■ Region pointing data
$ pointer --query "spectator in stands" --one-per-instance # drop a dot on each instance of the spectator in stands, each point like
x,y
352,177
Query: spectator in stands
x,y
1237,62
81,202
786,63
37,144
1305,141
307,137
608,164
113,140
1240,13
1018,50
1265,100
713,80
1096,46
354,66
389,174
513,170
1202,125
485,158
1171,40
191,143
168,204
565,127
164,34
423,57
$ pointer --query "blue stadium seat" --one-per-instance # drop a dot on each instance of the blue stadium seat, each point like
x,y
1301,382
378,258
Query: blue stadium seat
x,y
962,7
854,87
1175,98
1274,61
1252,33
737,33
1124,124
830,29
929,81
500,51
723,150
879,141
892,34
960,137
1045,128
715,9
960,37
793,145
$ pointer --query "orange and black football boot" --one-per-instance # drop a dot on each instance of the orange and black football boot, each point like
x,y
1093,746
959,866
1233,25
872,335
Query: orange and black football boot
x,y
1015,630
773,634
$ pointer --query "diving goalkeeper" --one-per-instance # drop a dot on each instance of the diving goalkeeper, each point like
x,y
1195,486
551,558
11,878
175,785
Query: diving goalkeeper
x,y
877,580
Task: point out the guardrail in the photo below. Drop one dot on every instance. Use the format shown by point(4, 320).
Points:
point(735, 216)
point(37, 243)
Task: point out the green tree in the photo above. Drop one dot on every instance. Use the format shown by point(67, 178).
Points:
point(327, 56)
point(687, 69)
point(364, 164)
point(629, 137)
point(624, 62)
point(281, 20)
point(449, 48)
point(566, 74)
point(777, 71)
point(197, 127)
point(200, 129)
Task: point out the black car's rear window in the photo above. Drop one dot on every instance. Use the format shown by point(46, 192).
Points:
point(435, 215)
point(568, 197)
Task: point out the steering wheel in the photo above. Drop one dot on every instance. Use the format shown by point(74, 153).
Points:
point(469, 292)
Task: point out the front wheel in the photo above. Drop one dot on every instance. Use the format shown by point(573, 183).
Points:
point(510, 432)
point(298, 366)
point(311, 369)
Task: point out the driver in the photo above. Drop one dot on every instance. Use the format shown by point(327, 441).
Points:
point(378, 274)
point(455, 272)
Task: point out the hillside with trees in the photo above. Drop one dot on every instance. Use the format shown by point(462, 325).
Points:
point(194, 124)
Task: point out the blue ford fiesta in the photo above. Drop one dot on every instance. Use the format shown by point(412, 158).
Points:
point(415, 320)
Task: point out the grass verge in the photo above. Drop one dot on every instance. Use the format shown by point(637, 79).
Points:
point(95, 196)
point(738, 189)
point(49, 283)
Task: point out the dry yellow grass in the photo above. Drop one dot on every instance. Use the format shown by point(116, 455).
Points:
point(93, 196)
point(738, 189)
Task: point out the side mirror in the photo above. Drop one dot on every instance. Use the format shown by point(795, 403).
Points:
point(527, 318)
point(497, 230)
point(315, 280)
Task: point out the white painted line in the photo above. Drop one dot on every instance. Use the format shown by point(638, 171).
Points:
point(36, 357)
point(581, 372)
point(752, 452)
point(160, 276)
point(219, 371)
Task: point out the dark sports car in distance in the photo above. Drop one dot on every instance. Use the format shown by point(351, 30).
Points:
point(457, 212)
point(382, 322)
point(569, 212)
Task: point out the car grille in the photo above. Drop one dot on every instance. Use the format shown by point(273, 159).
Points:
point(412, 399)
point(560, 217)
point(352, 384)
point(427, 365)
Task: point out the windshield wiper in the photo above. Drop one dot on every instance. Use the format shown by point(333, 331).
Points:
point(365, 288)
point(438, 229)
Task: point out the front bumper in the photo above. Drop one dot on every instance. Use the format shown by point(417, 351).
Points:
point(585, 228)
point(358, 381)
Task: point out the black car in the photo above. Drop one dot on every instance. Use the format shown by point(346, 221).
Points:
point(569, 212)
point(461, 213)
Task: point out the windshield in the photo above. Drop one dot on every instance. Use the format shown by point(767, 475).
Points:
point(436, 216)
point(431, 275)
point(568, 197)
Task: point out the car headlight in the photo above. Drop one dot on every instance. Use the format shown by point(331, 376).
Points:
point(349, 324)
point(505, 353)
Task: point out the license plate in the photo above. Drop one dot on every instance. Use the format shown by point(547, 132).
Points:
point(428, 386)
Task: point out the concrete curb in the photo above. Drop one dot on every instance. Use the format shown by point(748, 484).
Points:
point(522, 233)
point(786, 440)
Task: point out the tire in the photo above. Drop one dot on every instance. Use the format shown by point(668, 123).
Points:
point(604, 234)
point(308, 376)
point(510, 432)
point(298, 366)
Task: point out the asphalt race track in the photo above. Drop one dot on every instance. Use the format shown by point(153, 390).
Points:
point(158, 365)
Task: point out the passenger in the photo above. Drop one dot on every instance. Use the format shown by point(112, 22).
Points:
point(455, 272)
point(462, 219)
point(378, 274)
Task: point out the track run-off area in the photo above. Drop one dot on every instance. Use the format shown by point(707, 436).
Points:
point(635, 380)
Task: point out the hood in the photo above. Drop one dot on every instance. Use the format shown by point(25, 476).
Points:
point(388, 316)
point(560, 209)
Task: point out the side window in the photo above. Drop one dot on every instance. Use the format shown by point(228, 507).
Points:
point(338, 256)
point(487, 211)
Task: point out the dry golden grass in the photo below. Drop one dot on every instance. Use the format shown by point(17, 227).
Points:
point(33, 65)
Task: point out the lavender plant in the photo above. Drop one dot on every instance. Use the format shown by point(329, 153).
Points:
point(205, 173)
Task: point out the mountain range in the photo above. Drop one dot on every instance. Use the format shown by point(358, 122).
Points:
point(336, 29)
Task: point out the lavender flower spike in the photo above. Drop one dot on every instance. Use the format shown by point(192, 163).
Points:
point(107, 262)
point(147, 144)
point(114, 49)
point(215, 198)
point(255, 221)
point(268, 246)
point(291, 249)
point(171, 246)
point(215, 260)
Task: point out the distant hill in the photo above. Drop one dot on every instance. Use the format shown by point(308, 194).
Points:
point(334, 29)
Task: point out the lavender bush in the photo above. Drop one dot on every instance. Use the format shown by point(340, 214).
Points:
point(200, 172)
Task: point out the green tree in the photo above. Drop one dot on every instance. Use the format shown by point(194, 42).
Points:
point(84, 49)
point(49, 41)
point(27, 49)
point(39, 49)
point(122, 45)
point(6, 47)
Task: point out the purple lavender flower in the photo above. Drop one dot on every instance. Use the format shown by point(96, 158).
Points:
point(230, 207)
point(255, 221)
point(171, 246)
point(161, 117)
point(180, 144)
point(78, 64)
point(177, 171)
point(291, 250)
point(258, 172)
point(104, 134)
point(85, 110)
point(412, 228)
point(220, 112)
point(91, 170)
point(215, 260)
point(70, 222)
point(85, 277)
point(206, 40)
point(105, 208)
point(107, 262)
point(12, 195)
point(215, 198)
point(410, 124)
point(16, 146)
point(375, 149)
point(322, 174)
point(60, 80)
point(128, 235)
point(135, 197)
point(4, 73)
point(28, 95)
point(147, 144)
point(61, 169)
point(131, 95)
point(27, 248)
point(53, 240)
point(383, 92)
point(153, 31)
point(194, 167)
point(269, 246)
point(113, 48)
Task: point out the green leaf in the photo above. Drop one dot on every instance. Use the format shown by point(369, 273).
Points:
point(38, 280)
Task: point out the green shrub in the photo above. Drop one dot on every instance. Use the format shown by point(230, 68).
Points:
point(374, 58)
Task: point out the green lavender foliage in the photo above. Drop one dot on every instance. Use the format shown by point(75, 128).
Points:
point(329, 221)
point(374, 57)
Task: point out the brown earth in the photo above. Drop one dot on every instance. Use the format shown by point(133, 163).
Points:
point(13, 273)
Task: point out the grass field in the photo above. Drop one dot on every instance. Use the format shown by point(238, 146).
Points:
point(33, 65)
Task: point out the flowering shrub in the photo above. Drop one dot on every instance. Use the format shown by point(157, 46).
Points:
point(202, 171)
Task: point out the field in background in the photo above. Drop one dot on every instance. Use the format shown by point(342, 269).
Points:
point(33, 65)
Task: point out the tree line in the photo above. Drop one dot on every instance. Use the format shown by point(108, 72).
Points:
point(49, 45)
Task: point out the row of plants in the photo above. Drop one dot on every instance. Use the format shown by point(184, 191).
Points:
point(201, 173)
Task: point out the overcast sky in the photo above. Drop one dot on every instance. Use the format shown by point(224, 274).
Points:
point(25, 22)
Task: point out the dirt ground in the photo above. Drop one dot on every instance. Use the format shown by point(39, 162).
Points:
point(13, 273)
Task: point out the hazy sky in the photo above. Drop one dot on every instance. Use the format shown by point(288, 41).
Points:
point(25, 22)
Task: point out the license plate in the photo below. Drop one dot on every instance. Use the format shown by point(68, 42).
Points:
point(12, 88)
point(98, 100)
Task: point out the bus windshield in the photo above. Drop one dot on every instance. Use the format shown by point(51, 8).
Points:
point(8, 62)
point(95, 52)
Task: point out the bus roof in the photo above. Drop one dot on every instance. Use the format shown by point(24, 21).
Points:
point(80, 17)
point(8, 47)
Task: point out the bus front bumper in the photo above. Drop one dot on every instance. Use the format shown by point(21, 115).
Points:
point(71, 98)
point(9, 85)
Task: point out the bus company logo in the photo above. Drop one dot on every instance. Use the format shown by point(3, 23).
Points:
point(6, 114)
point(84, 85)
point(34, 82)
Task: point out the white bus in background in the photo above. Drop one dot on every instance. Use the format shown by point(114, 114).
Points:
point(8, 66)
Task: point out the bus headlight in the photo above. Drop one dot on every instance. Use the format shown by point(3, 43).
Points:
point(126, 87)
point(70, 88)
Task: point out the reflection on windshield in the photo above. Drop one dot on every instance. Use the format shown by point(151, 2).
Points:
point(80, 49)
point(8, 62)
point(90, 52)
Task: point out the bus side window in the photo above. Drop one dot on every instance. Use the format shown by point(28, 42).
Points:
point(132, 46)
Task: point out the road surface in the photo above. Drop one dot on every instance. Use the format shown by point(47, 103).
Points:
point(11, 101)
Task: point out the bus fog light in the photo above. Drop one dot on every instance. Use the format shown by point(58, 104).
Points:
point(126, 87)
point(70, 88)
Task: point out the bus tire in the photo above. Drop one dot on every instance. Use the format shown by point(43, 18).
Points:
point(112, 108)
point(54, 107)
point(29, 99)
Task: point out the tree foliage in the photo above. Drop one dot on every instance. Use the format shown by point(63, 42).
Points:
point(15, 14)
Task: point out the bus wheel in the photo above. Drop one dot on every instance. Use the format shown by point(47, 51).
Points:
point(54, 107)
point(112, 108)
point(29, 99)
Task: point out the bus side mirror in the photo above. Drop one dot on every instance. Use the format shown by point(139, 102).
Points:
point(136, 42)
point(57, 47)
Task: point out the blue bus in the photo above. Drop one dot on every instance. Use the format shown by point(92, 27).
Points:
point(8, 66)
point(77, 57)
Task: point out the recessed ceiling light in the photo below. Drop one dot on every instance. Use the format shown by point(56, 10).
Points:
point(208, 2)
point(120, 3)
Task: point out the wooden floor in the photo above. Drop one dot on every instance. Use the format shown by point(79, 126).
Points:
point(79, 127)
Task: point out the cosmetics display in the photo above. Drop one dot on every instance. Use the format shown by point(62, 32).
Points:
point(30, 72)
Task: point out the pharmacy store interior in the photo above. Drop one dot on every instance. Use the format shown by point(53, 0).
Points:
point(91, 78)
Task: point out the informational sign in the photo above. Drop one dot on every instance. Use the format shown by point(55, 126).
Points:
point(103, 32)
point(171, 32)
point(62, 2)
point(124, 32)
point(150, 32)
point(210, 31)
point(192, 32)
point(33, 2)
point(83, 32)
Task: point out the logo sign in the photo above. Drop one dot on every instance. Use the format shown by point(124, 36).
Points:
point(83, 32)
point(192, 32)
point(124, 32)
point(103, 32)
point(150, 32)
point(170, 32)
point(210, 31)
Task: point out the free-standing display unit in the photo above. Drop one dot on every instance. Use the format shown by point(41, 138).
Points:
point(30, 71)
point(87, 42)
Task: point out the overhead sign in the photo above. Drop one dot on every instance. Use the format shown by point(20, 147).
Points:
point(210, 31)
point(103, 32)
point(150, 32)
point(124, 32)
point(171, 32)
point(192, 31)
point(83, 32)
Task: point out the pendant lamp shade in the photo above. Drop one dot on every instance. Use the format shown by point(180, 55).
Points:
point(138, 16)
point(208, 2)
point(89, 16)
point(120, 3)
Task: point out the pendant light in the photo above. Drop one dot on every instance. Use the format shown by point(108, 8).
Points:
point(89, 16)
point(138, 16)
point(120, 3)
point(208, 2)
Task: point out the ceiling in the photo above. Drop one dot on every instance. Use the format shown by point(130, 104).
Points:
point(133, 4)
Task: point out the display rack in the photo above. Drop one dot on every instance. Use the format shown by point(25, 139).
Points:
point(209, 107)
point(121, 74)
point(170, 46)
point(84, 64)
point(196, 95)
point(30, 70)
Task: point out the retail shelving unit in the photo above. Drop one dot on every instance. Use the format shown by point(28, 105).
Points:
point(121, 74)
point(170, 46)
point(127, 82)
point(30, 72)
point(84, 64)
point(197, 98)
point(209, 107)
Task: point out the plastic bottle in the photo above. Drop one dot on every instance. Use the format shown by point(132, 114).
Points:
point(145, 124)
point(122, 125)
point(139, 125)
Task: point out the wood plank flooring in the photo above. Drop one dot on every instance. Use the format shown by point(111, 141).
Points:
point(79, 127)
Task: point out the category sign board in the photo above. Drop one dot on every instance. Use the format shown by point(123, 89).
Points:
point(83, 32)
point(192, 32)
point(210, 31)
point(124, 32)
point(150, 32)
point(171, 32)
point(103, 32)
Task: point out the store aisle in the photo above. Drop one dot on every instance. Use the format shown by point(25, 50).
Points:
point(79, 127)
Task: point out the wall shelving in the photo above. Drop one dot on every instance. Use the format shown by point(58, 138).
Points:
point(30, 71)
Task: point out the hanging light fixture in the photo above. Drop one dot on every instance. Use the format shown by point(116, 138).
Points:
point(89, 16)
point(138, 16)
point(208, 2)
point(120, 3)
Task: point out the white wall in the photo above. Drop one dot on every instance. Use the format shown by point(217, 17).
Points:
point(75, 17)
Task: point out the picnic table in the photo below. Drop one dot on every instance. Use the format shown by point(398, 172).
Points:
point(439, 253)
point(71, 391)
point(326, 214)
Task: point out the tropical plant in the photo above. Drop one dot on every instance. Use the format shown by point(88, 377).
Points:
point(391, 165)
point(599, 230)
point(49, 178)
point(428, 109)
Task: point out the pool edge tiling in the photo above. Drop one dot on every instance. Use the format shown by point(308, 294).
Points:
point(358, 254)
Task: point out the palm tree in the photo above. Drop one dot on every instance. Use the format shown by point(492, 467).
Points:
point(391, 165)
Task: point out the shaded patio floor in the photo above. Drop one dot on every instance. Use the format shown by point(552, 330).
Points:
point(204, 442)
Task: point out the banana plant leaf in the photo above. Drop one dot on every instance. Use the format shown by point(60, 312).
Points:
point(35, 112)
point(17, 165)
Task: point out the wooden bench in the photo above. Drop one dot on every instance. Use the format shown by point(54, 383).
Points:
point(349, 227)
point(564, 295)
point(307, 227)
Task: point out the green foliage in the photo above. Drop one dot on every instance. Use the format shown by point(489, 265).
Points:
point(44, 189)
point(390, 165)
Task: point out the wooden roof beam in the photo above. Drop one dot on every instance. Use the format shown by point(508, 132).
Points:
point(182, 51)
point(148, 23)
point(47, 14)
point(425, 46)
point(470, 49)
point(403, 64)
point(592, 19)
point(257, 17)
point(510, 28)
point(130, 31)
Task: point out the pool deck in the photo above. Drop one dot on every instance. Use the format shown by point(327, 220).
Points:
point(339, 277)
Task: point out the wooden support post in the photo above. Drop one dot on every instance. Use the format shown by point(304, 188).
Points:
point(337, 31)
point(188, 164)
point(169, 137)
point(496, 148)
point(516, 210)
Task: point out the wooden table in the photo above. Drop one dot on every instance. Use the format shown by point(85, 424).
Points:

■ What is expected
Please state how many lines of the entries above include the string "pool", giving the number and nothing more.

■ Answer to the exercise
2